▸ Exercise
Copy the forum thread below, starting at "Mate that view" and ending at "your opponents advice.", and rename every "victory" as "triumph".

START Given text

Mate that view is shuttlecocks. My dad taught me how to play chess by having no mercy, no "are you sure about that move", no kiddie gloves. And guess what- i learnt how to play the game, i got good at it and now i beat him hands down every time with no problem.

You learn more from a defeat the you do from a victory.

By misdirecting him you teach him a valuable lesson- don't believe your opponents advice.

You also teach him what that unit can do, so next time he encounters it he will be prepared.

Infact by being lenient on him he will believe that either he is very good or that everyone will go easy on him. Neither of these beliefs make a good player.

No mercy, No kiddie gloves, No advice (helpful or otherwise). This way he learns the game, learns what units can do, learns how to win and when he does eventually win the victory will be all the sweeter.


----------



## Hurricane (Feb 27, 2010)

As a new player, I had to face some pretty tough lists with the first army I had used (tyranids) like a trip land raider sm list and some other things like that. In any case it all depends on the new player. I have pretty thick skin and before I had played my first game I made sure to thoroughly read the codex, rulebook and online tacticas, thus I had very little problem with my friend being brutal in the game and arguing rules.

If you know the new player to perhaps be more timid or not as interested in getting into the hobby as I was then I would highly suggest playing an easier list with lighter tactics. Shoving ostentatious rules lawyering and brutal competitive tactics down their throat in the first game is just asking them to steer clear of the game if they believe those are the only people who they can play.

To summarize, ensure you know the player and how they would react to different styles of play before you bury them.


----------



## Chumbalaya (May 17, 2010)

Stella Cadente said:


> I thought the whole point in 40k was for experienced players to do things like this to new players?, so they can further improve there win ratio so at the annual willy waving contest they can seem like the bigger man because they defeated more NEWBS!!!
> 
> if thats not what 40k is about then I am truly shocked and stunned.


Bingo. If you aren't clubbing seals, you're doing it wrong.


----------



## Katie Drake (Nov 28, 2007)

Chumbalaya said:


> Bingo. If you aren't clubbing seals, you're doing it wrong.


Actually guys, it's about _puppy_ stomping. While they're on a leash.


----------



## Crimzzen (Jul 9, 2008)

I dunno,

I play full disclosure. You can ask me about any one of my units and I'll tell you their statlines, special abilities, etc. I won't tell you tactics or anything like that but I find this makes me a stronger player (not relying on your opponents not having read about your units).


----------



## Katie Drake (Nov 28, 2007)

Crimzzen said:


> I dunno,
> 
> I play full disclosure. You can ask me about any one of my units and I'll tell you their statlines, special abilities, etc. I won't tell you tactics or anything like that but I find this makes me a stronger player (not relying on your opponents not having read about your units).


It's not about keeping secrets. The rulebook mentions that people _should_ be playing with full disclosure in the same way that you describe.

END Given text
START Listing

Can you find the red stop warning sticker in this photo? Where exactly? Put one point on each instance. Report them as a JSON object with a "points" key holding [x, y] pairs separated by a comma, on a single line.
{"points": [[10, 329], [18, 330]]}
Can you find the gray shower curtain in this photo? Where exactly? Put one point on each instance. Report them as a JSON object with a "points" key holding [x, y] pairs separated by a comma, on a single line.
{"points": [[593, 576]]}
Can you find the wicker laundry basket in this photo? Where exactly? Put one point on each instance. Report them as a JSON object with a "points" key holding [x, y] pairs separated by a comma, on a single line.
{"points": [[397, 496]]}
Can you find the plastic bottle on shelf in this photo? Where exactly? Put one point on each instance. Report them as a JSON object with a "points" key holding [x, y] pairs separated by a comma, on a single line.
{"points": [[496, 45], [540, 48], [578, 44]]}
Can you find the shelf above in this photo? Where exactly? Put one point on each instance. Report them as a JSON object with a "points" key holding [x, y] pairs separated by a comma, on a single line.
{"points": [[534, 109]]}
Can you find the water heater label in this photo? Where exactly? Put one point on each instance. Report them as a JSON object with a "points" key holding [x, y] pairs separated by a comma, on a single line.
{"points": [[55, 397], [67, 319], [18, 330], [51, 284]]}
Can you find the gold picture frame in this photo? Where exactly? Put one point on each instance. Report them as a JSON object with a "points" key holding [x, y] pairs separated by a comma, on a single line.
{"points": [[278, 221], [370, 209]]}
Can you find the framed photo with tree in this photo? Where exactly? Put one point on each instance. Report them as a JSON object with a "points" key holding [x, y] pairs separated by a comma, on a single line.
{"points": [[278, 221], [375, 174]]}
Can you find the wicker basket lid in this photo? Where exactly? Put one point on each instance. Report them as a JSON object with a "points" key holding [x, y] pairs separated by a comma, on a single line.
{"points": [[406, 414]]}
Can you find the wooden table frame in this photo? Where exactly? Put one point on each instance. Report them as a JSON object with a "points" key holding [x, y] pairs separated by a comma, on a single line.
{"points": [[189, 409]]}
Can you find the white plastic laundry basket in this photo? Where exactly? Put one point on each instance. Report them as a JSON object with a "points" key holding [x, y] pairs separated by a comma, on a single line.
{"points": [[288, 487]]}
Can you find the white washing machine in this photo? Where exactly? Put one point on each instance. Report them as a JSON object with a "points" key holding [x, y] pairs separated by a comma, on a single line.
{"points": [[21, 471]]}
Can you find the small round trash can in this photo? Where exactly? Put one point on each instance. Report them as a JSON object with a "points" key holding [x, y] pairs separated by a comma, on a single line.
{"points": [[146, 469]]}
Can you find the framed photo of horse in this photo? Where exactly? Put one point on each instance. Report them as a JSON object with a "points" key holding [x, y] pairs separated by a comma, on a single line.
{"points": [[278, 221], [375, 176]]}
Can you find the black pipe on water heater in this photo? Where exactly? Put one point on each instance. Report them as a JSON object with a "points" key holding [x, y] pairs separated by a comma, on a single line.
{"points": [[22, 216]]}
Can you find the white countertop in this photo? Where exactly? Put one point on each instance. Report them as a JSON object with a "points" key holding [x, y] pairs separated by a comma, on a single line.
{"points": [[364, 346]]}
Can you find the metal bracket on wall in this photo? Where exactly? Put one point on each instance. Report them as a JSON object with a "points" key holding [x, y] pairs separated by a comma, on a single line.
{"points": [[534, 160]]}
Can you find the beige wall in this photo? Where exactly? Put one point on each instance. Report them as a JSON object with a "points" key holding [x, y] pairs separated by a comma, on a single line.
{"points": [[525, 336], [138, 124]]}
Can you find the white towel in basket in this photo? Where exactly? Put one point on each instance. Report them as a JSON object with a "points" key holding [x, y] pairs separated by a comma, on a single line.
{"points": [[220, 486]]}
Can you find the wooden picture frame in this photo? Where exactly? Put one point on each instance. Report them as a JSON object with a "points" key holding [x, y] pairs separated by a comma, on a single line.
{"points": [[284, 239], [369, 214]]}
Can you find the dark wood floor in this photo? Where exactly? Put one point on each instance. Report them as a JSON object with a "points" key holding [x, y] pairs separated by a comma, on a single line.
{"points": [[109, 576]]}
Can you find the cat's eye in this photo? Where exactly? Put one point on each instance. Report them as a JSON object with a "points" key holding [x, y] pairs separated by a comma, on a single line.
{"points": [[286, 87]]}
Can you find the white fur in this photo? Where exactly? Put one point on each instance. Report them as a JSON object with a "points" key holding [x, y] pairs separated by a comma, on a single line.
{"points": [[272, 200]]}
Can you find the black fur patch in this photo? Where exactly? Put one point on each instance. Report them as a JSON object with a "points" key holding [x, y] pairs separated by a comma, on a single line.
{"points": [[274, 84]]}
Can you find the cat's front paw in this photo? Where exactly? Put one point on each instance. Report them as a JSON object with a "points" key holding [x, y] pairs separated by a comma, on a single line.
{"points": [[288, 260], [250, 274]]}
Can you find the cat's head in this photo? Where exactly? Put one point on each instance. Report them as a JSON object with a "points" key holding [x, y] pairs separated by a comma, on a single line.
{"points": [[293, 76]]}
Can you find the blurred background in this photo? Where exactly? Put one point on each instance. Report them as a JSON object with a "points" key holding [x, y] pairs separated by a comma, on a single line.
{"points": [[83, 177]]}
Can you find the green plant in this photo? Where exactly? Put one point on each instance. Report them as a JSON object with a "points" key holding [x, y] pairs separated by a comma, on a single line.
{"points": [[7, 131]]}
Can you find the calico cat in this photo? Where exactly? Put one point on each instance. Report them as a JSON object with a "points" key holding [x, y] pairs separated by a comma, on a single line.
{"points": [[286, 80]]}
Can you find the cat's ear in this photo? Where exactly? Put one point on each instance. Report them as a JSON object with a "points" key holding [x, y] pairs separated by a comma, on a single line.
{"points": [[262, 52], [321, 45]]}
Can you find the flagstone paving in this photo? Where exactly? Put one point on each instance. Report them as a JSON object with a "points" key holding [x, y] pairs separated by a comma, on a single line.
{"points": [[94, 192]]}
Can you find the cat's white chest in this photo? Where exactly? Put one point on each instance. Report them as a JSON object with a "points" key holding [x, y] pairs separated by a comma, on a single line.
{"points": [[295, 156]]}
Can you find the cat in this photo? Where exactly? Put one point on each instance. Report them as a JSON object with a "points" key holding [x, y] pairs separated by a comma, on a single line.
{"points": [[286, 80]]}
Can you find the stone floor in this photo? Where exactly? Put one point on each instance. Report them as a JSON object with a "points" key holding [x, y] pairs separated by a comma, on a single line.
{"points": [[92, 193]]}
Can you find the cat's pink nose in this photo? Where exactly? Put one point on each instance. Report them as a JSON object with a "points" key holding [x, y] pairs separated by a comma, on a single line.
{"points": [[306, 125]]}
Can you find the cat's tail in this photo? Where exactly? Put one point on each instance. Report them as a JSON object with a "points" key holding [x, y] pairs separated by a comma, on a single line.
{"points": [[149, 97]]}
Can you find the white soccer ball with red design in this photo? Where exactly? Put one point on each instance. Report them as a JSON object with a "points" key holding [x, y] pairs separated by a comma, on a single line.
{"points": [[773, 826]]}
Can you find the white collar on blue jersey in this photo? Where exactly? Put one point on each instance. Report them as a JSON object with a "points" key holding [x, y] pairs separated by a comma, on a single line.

END Listing
START Listing

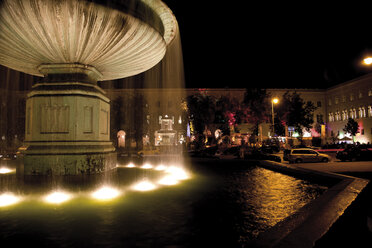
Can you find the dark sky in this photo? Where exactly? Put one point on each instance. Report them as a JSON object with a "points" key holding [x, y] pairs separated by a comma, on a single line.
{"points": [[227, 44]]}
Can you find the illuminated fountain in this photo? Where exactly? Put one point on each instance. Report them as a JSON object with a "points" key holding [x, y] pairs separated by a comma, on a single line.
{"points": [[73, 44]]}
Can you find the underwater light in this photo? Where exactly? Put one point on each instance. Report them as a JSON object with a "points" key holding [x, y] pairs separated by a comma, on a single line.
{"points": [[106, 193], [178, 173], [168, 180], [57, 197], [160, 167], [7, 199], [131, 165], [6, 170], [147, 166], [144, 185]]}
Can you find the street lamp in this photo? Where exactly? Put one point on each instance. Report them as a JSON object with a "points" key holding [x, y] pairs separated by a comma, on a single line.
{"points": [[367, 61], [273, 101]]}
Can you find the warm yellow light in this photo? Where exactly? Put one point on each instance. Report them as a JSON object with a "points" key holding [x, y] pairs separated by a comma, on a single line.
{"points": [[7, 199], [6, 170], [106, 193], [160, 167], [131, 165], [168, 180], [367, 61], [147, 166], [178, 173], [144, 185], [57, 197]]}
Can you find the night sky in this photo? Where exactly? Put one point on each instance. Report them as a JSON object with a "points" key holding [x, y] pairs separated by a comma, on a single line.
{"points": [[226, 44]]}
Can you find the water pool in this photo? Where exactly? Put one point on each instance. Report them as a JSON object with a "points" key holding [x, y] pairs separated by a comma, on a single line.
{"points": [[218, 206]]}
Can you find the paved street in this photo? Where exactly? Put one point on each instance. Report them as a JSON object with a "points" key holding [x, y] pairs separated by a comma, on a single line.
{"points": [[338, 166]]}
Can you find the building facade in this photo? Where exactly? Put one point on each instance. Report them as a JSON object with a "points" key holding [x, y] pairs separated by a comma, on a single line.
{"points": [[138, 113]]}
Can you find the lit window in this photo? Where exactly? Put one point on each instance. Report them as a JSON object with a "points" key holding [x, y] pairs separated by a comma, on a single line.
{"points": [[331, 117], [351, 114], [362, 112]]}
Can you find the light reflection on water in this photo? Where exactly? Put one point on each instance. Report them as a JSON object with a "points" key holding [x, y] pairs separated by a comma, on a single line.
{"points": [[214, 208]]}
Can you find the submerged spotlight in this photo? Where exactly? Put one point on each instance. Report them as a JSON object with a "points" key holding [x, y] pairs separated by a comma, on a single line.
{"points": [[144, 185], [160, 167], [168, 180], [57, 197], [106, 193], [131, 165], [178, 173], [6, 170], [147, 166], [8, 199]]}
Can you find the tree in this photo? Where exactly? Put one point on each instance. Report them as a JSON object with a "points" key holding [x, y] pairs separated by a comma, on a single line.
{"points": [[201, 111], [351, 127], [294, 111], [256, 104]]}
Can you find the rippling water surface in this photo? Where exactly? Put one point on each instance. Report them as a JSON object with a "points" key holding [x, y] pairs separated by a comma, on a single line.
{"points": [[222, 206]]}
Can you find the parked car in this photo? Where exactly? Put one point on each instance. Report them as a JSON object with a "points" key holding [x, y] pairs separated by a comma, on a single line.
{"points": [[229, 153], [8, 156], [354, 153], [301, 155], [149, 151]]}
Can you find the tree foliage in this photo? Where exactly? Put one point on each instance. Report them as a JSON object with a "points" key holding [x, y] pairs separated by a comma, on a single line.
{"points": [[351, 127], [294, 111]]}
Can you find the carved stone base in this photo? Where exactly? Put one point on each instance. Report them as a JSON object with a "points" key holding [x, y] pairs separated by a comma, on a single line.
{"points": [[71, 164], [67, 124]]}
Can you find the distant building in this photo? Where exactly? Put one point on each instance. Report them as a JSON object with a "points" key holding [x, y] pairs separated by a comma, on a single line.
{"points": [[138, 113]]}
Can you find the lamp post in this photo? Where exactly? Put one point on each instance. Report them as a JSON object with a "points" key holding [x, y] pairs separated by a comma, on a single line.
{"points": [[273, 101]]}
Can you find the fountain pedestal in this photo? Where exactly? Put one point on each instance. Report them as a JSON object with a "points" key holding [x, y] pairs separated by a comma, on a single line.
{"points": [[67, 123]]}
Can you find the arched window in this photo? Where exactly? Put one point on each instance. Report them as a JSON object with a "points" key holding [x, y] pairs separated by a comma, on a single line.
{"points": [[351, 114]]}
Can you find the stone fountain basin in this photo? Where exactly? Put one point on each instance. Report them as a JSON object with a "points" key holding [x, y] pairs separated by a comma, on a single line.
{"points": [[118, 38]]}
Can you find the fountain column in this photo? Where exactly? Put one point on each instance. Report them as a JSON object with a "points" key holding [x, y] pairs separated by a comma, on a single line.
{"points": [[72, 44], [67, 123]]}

END Listing

▸ Exercise response
Mate that view is shuttlecocks. My dad taught me how to play chess by having no mercy, no "are you sure about that move", no kiddie gloves. And guess what- i learnt how to play the game, i got good at it and now i beat him hands down every time with no problem.

You learn more from a defeat the you do from a triumph.

By misdirecting him you teach him a valuable lesson- don't believe your opponents advice.